**SOURCE DATA:**
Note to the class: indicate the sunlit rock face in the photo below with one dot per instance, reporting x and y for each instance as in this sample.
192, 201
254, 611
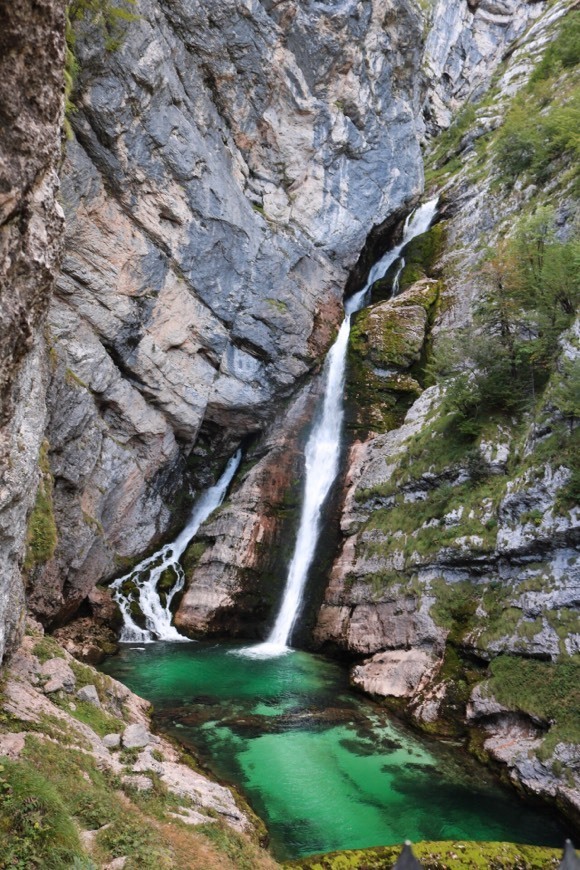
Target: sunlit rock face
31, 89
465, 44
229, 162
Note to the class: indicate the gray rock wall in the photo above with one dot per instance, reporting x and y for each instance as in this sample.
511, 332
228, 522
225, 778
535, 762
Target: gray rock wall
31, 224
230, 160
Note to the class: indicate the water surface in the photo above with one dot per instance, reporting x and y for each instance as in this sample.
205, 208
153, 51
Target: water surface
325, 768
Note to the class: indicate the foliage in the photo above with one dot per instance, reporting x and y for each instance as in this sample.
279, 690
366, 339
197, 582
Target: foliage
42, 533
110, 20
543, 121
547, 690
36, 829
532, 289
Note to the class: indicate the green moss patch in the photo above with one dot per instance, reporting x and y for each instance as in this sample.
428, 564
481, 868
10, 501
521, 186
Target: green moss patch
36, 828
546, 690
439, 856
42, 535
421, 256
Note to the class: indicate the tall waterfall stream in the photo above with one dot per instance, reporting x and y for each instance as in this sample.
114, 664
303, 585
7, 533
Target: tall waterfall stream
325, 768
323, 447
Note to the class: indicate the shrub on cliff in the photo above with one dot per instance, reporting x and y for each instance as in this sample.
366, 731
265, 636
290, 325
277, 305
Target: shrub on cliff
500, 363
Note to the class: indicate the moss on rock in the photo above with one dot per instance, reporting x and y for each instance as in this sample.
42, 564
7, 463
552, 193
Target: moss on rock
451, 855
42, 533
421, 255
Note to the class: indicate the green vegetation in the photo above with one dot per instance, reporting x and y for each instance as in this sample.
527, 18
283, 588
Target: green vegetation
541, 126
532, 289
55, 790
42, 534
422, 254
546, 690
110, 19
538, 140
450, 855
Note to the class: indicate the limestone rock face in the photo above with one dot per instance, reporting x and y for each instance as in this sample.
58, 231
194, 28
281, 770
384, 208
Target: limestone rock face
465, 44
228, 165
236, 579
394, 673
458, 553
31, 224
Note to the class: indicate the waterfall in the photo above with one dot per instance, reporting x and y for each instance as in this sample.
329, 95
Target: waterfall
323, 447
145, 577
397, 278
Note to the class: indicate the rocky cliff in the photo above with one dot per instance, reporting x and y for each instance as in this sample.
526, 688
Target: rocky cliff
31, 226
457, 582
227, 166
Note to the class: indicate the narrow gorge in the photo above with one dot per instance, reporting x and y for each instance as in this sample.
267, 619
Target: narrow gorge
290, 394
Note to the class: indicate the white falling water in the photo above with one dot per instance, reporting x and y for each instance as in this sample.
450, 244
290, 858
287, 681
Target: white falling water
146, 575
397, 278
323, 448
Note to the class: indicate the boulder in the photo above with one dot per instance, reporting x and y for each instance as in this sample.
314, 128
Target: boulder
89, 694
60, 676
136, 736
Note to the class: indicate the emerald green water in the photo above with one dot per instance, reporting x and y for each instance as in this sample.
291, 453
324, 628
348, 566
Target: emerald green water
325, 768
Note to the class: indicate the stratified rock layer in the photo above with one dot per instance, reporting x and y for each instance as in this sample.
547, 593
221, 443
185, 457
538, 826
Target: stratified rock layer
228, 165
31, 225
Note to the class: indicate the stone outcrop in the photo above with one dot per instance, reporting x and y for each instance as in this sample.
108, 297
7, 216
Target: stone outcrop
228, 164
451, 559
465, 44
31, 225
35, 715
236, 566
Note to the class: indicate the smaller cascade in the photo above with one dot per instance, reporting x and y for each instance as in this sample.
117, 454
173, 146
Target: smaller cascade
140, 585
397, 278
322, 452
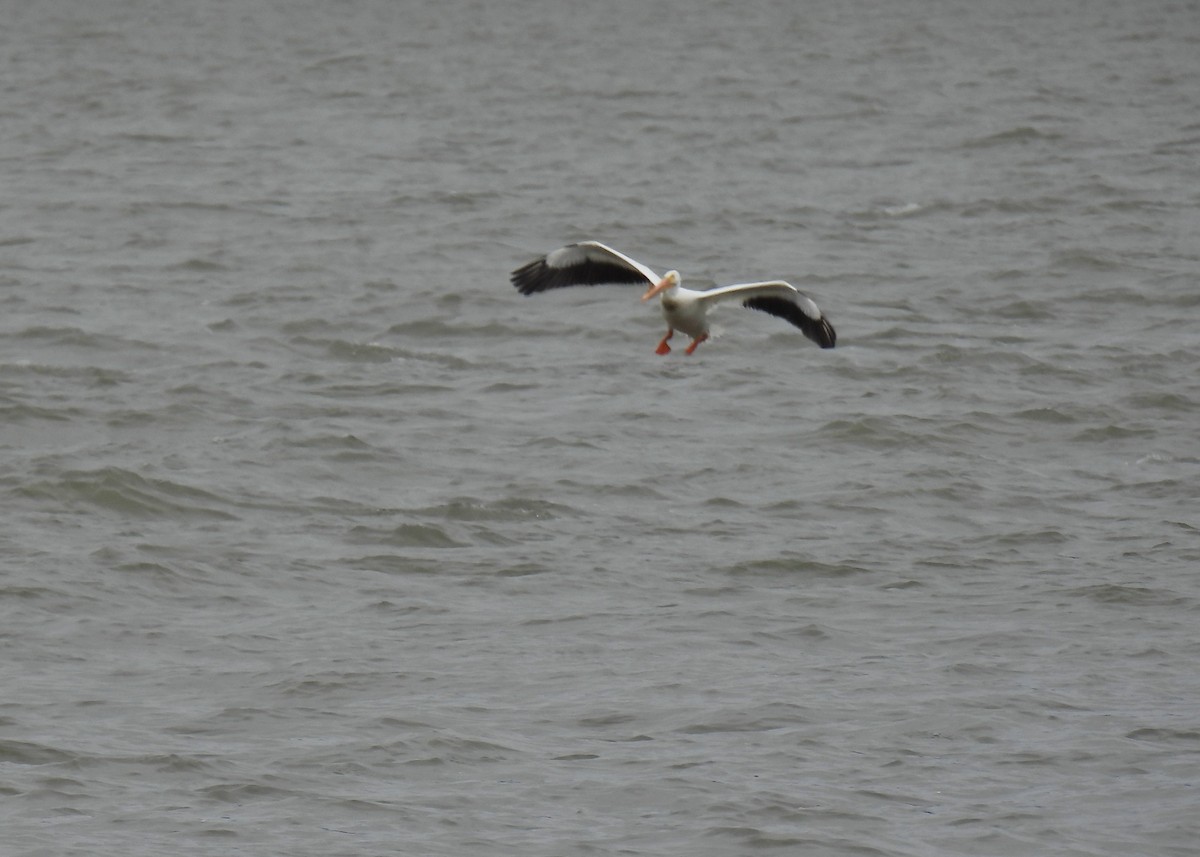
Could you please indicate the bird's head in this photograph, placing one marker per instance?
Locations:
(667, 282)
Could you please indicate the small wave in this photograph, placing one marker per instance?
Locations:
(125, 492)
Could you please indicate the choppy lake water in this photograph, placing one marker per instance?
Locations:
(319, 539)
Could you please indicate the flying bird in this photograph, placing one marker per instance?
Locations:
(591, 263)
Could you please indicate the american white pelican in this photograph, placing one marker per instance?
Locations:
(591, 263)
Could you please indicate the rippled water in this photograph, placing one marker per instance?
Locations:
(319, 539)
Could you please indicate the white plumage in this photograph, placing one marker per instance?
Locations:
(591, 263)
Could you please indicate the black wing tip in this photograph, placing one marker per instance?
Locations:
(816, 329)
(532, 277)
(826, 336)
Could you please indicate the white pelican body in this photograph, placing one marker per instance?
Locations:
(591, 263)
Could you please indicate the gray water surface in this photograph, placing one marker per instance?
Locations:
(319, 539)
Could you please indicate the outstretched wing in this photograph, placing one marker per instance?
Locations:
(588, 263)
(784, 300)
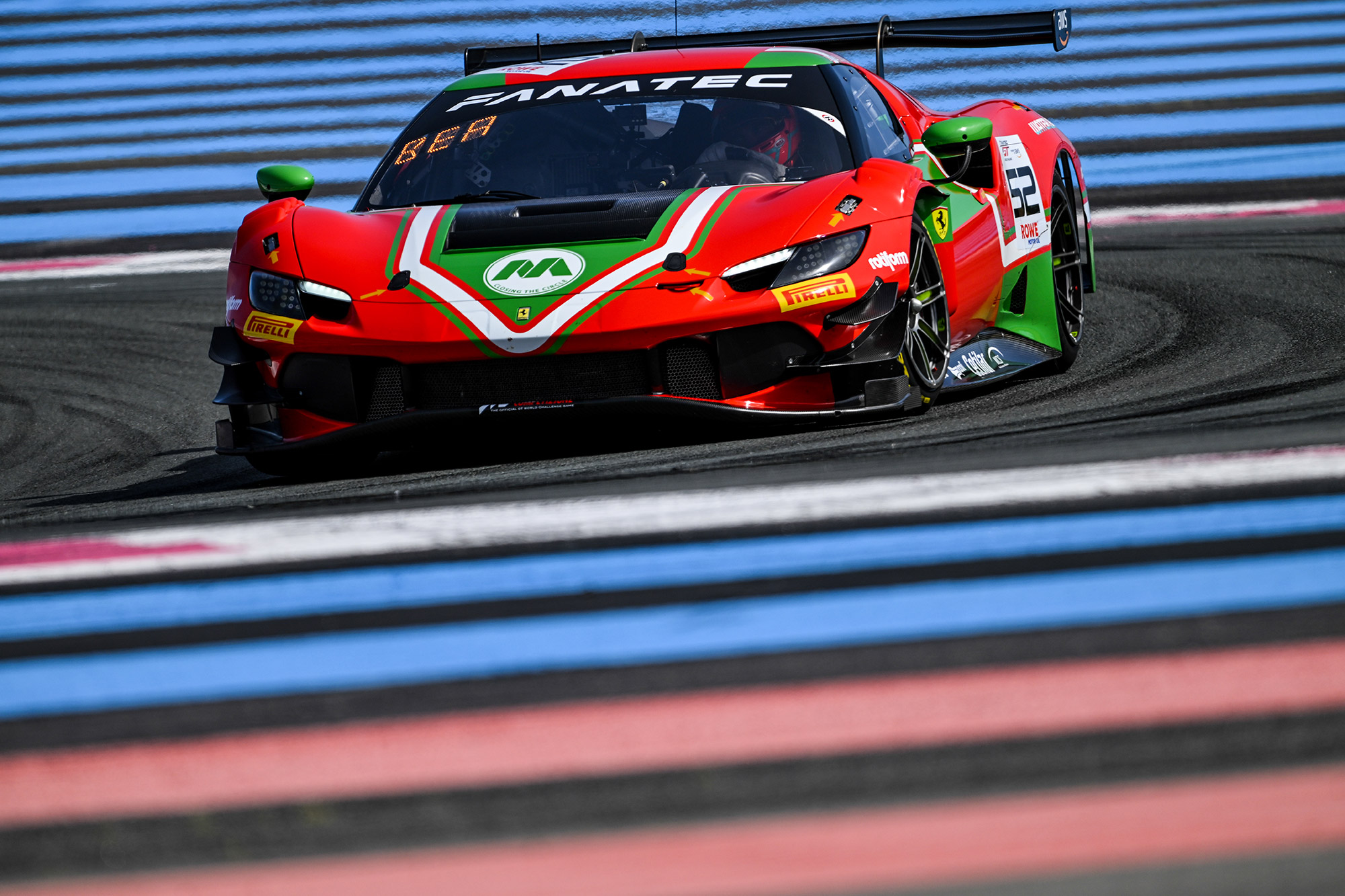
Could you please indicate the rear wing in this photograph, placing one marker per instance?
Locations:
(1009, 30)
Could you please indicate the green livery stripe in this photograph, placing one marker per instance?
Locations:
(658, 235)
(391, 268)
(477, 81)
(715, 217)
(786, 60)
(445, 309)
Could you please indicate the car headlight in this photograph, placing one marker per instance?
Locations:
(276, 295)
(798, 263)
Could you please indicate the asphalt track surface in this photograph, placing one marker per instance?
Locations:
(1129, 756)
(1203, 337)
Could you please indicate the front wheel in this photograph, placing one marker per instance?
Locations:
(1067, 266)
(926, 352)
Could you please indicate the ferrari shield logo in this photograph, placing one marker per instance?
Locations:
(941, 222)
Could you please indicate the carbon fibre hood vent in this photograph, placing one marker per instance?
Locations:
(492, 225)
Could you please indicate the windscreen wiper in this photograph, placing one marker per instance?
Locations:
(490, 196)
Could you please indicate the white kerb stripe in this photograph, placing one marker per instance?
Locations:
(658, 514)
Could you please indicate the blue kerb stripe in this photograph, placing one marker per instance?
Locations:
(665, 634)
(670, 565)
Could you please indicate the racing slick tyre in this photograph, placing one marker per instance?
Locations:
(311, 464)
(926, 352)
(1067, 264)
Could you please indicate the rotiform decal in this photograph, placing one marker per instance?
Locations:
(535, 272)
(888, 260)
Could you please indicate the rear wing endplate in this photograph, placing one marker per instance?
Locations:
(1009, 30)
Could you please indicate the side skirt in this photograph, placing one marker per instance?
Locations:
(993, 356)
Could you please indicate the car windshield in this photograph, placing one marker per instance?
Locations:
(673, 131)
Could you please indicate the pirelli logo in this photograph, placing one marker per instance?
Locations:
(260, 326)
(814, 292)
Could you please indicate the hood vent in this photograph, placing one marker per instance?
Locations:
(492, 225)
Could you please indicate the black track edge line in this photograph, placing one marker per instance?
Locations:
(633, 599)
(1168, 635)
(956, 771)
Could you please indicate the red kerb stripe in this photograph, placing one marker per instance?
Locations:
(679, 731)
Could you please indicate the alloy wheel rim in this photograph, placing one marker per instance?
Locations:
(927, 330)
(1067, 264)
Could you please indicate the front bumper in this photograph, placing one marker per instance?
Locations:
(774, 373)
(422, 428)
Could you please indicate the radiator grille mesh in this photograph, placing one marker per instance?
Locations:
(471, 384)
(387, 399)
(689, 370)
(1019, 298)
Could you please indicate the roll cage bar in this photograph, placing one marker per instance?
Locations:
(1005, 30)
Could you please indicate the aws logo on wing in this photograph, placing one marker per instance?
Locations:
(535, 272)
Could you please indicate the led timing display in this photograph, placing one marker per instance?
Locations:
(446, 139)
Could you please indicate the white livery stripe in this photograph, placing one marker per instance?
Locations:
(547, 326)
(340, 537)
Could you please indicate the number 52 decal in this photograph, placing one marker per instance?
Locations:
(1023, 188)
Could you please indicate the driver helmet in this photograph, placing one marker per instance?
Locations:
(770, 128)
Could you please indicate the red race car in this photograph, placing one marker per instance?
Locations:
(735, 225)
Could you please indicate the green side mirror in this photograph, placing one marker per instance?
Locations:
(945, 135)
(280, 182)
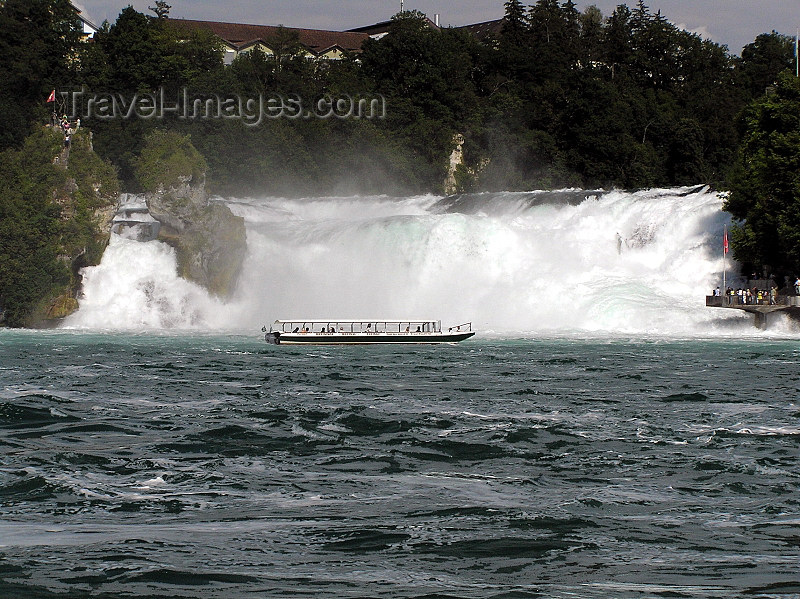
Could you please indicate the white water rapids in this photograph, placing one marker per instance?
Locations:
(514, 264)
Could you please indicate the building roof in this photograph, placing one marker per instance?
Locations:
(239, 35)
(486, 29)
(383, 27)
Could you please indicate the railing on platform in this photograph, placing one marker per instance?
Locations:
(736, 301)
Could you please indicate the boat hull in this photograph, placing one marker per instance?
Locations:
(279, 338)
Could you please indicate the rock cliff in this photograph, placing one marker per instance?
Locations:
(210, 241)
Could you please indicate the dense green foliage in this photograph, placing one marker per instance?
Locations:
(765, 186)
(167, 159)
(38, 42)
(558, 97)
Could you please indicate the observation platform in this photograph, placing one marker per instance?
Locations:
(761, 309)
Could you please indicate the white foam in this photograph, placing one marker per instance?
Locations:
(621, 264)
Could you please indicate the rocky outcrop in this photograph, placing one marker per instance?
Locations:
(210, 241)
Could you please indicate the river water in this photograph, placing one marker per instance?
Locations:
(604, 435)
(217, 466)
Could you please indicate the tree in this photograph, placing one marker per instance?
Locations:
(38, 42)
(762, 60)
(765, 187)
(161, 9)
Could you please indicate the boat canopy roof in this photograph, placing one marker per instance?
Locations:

**TASK STATEMENT:** Whenever a line of the entries contains the string "bird", copy that line.

**OUTPUT OF THE EXERCISE:**
Could you please indicate the bird's head in this photograph, placing one marker per instance?
Could you please indicate the flying bird in this photograph, placing one marker per instance?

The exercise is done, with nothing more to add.